* [WHAT IS EXPECTED]:
Return, without alteration, the stretch of the entries below from the line containing "Tag the bridge" through the final line of the entries, and nothing else.

##############################

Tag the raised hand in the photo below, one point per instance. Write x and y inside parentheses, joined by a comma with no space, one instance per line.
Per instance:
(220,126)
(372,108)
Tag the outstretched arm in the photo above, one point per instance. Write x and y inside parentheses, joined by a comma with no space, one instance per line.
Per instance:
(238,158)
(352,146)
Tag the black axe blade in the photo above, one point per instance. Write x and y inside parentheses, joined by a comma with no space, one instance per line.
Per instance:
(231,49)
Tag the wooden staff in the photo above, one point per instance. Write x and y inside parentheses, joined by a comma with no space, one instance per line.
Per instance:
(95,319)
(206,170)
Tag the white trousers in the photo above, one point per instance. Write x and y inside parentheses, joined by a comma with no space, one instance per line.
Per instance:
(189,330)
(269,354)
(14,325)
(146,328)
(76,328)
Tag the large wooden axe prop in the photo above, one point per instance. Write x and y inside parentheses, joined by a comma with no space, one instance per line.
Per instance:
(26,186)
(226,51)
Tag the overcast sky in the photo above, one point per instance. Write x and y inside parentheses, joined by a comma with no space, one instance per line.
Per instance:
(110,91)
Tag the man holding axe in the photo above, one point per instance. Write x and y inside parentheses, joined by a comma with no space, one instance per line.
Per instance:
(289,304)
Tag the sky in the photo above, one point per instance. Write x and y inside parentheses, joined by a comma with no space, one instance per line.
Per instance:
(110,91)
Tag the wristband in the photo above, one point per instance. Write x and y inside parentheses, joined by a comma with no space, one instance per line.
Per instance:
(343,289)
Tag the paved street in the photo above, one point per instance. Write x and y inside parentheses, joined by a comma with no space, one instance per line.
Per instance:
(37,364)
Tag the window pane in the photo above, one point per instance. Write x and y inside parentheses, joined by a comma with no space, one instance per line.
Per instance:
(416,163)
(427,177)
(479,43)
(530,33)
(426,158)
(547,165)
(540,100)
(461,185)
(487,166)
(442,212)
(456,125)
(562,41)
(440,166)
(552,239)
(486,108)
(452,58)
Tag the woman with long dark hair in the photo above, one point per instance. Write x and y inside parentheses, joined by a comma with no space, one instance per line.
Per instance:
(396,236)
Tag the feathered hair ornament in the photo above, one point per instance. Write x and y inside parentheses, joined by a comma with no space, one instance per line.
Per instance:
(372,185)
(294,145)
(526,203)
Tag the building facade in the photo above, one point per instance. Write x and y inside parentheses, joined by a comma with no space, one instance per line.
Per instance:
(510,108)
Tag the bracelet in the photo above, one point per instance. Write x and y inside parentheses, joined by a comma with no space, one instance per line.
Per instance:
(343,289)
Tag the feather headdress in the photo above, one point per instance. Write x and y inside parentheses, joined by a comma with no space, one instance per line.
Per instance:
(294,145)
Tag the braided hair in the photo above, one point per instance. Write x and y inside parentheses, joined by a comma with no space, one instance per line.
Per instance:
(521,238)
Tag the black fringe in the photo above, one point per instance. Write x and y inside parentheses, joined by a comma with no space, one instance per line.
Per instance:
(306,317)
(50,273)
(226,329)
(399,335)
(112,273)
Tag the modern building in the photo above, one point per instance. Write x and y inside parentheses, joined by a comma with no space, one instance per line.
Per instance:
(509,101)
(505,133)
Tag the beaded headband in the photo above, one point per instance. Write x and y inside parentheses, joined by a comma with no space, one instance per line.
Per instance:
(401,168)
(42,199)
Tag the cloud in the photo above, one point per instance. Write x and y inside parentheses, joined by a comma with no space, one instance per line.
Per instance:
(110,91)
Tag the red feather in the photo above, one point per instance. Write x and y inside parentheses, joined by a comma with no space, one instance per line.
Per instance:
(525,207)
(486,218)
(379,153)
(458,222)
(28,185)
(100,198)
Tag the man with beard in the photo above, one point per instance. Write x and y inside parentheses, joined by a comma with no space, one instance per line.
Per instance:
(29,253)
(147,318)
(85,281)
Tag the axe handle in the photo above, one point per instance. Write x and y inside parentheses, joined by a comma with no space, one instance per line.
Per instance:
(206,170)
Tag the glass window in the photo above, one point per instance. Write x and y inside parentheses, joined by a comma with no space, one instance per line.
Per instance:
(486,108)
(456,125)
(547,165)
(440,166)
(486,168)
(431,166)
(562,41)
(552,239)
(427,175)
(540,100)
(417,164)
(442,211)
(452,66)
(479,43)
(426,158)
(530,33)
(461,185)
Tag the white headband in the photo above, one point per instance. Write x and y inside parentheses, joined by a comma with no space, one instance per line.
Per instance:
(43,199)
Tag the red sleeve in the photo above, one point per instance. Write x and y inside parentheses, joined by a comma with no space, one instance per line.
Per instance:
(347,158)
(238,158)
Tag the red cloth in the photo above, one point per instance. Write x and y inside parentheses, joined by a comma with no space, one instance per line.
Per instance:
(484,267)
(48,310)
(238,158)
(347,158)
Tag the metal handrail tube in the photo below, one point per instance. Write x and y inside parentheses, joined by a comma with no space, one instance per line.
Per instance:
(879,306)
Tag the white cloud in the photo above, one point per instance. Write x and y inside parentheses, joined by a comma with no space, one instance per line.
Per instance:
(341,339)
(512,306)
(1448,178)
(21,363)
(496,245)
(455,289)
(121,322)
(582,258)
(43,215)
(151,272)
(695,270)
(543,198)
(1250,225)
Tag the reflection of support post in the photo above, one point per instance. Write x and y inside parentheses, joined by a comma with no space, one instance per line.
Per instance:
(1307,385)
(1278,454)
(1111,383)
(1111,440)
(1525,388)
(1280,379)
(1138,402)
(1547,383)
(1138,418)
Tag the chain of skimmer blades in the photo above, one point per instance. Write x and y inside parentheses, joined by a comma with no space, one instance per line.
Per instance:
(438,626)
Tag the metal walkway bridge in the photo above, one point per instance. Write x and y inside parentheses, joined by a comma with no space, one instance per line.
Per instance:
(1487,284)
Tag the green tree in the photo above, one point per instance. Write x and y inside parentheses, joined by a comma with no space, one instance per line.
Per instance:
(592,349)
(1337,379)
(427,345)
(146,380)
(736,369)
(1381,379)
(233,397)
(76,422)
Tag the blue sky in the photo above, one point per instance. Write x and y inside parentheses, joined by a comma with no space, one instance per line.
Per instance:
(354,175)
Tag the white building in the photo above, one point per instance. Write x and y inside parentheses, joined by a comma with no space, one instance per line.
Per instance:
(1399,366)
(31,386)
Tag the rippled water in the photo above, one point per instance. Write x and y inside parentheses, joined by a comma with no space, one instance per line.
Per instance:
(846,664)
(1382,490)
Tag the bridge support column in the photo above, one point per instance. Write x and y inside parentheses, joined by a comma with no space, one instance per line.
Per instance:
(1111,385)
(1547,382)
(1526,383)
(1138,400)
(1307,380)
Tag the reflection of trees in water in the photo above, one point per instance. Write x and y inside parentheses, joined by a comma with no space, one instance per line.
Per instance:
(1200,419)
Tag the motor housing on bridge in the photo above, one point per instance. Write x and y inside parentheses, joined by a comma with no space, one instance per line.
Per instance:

##############################

* [EXERCISE RESULT]:
Tag the bridge support column in the photo above, one point per instance. Write x and y inside parentheses, joined by a comma with no space, one instance per line.
Per instance:
(1111,385)
(1547,382)
(1526,383)
(1138,400)
(1307,380)
Tag the reflection of trees in water in the photo above, one point per instance. Write x and y inside parentheses, joined by a comma with no space, one instance per line.
Per instance:
(1200,419)
Tag the motor housing on bridge in the photo above, one point per instance. Write x and y inside parentheses, joined by a comma with no space, one instance per line.
Per instance:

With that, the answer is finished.